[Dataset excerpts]
::::::::
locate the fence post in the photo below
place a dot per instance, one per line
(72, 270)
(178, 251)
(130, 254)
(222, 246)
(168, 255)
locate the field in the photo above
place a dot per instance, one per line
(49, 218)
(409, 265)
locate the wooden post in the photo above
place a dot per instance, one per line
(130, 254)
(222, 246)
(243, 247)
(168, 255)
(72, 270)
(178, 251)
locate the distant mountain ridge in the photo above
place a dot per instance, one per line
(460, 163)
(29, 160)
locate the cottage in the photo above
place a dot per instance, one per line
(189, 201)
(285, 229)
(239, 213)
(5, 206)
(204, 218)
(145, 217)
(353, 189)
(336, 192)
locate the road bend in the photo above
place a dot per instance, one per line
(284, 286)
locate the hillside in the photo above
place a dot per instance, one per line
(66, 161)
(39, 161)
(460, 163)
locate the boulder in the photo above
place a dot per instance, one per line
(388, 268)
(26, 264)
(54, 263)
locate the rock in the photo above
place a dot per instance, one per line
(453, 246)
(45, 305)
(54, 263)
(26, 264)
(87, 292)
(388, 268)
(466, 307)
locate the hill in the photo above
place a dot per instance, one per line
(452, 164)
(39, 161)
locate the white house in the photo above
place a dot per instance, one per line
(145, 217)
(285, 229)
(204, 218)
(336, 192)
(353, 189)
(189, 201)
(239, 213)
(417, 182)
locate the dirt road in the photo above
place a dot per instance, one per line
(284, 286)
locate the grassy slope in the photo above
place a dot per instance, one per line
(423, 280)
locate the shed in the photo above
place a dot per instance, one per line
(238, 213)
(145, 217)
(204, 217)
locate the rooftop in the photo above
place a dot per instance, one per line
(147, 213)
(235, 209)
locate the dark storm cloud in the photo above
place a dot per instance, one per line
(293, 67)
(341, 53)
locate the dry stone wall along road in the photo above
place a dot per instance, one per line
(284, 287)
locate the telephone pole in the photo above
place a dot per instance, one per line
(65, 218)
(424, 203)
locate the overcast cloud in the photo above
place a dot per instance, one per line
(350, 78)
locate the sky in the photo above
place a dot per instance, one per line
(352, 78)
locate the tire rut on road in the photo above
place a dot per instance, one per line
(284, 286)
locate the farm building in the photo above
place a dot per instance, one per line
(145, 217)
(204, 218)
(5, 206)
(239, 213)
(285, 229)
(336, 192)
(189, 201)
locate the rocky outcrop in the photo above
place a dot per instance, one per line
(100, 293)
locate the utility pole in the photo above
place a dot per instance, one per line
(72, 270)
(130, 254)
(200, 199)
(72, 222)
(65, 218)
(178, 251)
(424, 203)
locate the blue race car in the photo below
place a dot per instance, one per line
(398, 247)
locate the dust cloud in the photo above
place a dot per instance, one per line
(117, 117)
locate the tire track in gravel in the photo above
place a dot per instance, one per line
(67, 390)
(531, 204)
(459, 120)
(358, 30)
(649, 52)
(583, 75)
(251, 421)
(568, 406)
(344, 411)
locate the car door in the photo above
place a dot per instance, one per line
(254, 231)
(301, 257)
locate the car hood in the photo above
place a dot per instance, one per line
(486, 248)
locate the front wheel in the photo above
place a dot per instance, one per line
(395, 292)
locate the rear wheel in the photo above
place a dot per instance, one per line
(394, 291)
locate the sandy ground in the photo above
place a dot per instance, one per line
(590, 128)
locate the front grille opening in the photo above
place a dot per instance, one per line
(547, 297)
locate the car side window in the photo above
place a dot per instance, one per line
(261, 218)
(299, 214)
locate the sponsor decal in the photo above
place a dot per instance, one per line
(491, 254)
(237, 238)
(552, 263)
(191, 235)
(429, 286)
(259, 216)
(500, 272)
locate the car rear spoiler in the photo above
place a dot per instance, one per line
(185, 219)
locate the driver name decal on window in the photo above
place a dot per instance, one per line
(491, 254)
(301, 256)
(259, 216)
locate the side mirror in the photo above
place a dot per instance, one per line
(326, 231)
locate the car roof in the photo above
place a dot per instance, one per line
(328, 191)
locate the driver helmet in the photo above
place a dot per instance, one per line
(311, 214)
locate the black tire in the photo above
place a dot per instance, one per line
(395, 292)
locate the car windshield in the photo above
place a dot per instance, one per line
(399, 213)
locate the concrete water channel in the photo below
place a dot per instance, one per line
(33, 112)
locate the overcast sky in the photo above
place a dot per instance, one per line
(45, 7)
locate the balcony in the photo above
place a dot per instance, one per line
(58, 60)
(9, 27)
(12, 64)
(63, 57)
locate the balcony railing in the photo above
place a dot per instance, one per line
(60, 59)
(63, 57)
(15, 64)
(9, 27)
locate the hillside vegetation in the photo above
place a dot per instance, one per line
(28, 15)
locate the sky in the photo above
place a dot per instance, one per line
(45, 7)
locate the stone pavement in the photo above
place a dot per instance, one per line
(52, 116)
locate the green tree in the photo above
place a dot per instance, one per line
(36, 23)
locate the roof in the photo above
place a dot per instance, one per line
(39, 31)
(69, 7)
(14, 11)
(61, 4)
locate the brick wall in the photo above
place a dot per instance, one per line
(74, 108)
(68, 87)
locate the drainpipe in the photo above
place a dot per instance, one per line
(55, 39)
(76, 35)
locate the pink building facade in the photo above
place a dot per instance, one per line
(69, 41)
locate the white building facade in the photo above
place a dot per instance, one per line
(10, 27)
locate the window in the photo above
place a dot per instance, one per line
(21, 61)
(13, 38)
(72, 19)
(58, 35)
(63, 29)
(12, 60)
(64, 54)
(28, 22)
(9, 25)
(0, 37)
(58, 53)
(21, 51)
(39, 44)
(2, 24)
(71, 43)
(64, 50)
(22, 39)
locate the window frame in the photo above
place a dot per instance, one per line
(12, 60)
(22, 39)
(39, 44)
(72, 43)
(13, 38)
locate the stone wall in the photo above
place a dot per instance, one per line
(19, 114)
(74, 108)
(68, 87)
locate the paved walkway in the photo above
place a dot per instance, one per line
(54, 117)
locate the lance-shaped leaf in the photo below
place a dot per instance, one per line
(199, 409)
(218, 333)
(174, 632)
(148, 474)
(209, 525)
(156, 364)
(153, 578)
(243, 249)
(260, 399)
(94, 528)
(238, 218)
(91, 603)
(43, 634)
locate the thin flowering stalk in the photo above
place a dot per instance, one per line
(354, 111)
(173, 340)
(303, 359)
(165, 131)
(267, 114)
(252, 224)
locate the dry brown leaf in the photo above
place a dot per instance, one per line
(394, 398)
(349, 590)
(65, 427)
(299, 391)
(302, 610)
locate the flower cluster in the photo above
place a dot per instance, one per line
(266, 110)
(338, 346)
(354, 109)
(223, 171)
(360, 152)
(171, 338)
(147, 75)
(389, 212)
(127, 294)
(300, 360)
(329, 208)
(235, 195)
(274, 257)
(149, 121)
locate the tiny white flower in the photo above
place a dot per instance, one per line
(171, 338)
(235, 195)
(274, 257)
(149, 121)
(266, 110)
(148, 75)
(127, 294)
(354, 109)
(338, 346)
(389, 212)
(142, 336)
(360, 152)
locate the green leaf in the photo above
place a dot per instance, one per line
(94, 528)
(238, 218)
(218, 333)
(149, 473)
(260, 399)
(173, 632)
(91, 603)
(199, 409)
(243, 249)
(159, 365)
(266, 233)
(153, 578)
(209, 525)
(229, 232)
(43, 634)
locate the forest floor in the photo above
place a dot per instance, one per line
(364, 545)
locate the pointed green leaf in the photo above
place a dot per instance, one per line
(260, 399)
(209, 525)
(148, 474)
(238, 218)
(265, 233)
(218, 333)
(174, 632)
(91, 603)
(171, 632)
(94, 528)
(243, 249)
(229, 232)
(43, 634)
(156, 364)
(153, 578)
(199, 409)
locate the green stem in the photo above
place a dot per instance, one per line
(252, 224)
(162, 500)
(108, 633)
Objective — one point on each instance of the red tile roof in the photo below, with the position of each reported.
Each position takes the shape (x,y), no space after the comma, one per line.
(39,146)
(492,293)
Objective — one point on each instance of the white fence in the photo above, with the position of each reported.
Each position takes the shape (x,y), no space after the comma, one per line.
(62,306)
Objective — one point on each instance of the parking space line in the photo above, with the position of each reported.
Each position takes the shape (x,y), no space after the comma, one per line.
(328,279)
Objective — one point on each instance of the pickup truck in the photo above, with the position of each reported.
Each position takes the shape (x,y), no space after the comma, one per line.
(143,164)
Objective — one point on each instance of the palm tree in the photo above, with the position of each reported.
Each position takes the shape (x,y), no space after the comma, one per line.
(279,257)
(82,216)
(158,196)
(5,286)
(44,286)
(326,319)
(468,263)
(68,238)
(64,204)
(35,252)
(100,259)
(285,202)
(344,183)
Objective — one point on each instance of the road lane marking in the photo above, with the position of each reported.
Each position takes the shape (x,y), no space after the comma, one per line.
::::::::
WHAT YOU HAVE TO DO
Gather from the entries above all lines that include the string "green".

RESULT OF THIS TASK
locate the green tree in the photo above
locate the green leaf in the photo above
locate the pointed green leaf in the photo above
locate the green stem in the photo above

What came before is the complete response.